Texto mostrado |
○ ○ ○ ○ ○ ○ ○

3.1- Padre. La relación de Javier con Él está hecha de confianza, humildad y servicio. La motivación permanente que guía todos sus afanes y desvelos apostólicos la tiene siempre muy clara y aparece como un hilo conductor constante en sus cartas: “por cuyo amor y servicio vamos”, “por cuyo amor únicamente hago este viaje”. Encontramos, al mismo tiempo, un lenguaje que puede contrariar incluso herir nuestra sensibilidad humana y teológica actual. Aunque se siente en todo momento invadido y envuelto por la infinita misericordia de Dios de la que habla constantemente, con relativa frecuencia hace referencias a posibles castigos divinos. Igualmente encontramos en sus cartas el temor de ofender a Dios. Tal vez, haya que entenderlo desde la perspectiva de quien se ha sentido y se siente profundamente amado y por nada del mundo quisiera ofender a quien es la fuente de tanto amor. Se trata del temor bíblico, don del Espíritu, mezcla de respeto y de confianza, expresión de la delicadeza de su amor por Dios. ¿Cómo podría temer quien de esta manera se expresa: “Muchas veces me acaece oír decir a una persona que anda entre estos cristianos: ¡Oh Señor!, no me deis muchas consolaciones en esta vida; o ya que me las dais por vuestra bondad infinita y misericordiosa, llevadme a vuestra santa gloria, pues es tanta pena vivir sin veros, después que tanto os comunicáis interiormente a las criaturas [1]. Tiene una idea muy alta de la trascendencia de Dios, al tiempo que vive una profundísima actitud de confianza y abandono, de servicio y alabanza.

○ ○ ○ ○ ○ ○ ○

Listado de datos |
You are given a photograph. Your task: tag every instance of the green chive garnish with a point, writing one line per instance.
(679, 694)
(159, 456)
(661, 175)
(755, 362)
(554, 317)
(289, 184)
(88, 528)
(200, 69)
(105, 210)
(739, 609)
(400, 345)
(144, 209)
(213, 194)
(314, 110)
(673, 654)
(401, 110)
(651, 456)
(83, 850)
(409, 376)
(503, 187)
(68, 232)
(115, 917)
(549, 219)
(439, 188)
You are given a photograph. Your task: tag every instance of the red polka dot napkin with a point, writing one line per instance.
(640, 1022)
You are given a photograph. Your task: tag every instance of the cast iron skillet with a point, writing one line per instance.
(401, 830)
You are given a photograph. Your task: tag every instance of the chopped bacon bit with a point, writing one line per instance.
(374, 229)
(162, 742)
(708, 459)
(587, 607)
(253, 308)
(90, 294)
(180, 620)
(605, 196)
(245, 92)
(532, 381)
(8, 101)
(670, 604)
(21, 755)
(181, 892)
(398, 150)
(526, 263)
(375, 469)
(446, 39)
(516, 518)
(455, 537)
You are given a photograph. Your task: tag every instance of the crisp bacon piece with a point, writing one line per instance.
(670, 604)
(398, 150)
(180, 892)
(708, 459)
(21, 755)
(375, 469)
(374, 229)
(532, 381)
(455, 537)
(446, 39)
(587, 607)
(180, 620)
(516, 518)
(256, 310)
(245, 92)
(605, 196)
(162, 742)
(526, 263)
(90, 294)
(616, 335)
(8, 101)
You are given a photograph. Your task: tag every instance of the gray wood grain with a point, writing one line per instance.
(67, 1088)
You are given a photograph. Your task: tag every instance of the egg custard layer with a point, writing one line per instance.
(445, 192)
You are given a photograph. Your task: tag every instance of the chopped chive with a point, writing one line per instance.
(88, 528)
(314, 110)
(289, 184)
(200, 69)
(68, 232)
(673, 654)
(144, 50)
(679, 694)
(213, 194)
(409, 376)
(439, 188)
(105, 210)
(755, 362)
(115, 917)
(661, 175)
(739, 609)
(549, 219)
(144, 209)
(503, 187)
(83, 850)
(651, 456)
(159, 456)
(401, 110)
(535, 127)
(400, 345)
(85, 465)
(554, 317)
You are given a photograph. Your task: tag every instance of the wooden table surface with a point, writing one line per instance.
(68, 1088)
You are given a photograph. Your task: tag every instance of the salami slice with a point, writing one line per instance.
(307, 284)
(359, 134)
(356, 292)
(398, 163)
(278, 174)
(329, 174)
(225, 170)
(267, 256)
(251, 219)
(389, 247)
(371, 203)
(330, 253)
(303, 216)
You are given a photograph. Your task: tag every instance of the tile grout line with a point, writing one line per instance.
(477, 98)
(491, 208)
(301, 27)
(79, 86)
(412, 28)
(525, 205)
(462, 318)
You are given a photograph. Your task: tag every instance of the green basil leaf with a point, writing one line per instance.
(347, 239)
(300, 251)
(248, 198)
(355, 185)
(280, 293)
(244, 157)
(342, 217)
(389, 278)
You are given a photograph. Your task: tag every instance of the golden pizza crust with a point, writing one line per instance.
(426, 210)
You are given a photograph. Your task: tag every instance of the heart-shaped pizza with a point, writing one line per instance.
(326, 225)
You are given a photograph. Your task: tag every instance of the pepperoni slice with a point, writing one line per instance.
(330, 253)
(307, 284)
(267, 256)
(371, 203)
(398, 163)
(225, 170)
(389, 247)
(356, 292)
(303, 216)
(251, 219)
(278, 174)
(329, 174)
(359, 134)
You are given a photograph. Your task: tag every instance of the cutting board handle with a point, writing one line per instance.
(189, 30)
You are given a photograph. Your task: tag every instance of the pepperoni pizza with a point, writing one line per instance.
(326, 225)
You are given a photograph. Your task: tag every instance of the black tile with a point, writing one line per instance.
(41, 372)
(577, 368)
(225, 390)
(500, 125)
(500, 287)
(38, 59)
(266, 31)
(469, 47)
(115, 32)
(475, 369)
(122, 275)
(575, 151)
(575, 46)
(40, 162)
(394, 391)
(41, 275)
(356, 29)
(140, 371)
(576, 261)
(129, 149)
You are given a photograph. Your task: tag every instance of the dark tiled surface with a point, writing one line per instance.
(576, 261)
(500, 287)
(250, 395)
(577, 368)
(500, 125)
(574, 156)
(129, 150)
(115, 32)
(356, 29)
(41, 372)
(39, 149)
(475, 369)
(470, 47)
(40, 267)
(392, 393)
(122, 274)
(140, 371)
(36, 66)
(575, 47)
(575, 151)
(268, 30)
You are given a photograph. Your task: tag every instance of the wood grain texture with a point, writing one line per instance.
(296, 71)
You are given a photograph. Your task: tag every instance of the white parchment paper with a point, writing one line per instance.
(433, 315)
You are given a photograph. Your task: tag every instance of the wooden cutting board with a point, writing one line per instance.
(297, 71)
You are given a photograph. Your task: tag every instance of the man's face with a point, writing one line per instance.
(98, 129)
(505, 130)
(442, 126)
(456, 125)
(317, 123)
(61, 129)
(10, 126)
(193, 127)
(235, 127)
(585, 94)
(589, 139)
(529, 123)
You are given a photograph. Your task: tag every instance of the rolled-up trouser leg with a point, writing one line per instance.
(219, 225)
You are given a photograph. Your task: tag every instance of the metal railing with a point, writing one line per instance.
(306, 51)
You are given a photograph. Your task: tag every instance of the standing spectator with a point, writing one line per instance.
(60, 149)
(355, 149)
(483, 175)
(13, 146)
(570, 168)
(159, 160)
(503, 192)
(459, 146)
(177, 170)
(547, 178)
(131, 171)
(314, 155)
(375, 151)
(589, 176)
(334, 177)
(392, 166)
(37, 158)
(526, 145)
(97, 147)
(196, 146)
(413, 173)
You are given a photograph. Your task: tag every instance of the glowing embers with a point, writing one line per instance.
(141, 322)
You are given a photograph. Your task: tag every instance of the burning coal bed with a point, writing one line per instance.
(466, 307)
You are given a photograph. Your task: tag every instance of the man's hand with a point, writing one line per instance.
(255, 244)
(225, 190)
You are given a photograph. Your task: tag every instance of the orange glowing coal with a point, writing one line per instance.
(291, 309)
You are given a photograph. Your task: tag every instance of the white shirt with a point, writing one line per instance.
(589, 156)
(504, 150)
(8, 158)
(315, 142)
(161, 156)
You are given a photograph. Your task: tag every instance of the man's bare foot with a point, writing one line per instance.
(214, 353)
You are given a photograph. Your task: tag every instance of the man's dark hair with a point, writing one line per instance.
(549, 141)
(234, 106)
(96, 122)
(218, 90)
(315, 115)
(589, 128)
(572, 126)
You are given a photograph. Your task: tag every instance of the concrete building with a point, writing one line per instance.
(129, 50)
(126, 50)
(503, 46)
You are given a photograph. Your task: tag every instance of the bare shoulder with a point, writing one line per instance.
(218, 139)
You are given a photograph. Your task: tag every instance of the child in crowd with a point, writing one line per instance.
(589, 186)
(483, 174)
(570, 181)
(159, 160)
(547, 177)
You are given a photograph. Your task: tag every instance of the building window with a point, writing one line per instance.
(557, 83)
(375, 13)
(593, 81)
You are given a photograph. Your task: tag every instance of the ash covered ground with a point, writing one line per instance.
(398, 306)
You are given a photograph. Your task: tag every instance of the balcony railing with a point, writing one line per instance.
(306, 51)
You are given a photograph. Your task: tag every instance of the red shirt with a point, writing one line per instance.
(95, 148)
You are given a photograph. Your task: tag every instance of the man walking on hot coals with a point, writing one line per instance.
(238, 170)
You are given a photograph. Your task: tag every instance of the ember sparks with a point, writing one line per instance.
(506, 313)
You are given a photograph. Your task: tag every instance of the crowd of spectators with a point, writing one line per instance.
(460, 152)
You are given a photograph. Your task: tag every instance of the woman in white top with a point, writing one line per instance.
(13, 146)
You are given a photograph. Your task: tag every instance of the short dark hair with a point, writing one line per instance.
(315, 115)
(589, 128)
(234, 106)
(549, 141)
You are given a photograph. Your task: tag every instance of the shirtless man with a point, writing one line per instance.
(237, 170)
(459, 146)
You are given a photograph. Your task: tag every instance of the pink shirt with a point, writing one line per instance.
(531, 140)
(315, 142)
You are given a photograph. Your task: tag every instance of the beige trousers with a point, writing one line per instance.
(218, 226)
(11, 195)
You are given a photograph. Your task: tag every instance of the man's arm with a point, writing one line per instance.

○ ○ ○ ○ ○ ○ ○

Lista de tareas |
A. Según el texto sobre Javier, ¿de qué está hecha su relación con el Padre?
B. Continúa el texto sobre Javier a partir de su última oración, manteniendo el mismo tono.
Las filas constituyen un material independiente del texto sobre Javier.

Respuestas |
A. De confianza, humildad y servicio.

B.
3.1. AEl Señor es mi luz y mi salvación, ¿a quién temeré? El Señor es la defensa de mi vida...” (Salmo 26, 1). Un rasgo fuerte y muy característico es la confianza absoluta, ciega, indefectible en Dios y cuyo secreto está en su determinación firme de querer servir a Dios por encima de todas las criaturas -el principio y fundamento ignaciano-; esta confianza le hace relativizar y superar miedos, trabajos, peligros, riesgos, soledades, tentaciones… resaltamos tres textos suyos.

Espántanse mucho todos mis devotos y amigos de hacer un viaje tan largo y peligroso. Yo me pasmo más de ellos, en ver la poca fe que tienen, pues Dios nuestro Señor tiene mando y poder sobre las tempestades del mar de la China y Japón, que son las mayores que hasta ahora se han visto; y poderoso sobre todos los vientos y bajos, que hay muchos, a lo que dicen, donde se pierden muchos navíos. Tiene Dios nuestro Señor poder y mando sobre todos los ladrones del mar, que hay tantos que es cosa de espanto. Y son estos piratas muy crueles en dar muchos géneros de tormentos y martirios a los que cogen, principalmente a los portugueses. Como Dios nuestro Señor tiene poder sobre todos éstos, de ninguno tengo miedo, sino de Dios que me dé algún castigo por ser negligente en su servicio, inhábil e inútil para acrecentar el nombre de Jesucristo entre gentes que no lo conocen. Todos los otros miedos, peligros y trabajos que me dicen mis amigos, los tengo en nada[2].

Mucha diferencia hay del que confía en Dios teniendo todo lo necesario, al que confía en Dios sin tener ninguna cosa, privándose de lo necesario, pudiéndolo tener, por más imitar a Cristo. Y así mucha diferencia hay de los que tienen fe, esperanza y confianza en Dios, fuera de los peligros de muerte, a los que tienen fe, esperanza y confianza en Dios, cuando por su amor y servicio, de voluntad se ponen en peligros casi evidentes de muerte, pudiéndolos evitar si quisieren pues queda en su libertad dejarlos o tomarlos. Paréceme que los que en peligros continuos de muerte vivieren, solamente por servir a Dios, sin otro respeto ni fin, que en poco tiempo les vendrá aborrecer la vida y desear la muerte, para vivir y reinar para siempre con Dios en los cielos, pues ésta no es vida, sino una continuada muerte y destierro de la gloria, para la cual somos criados[3].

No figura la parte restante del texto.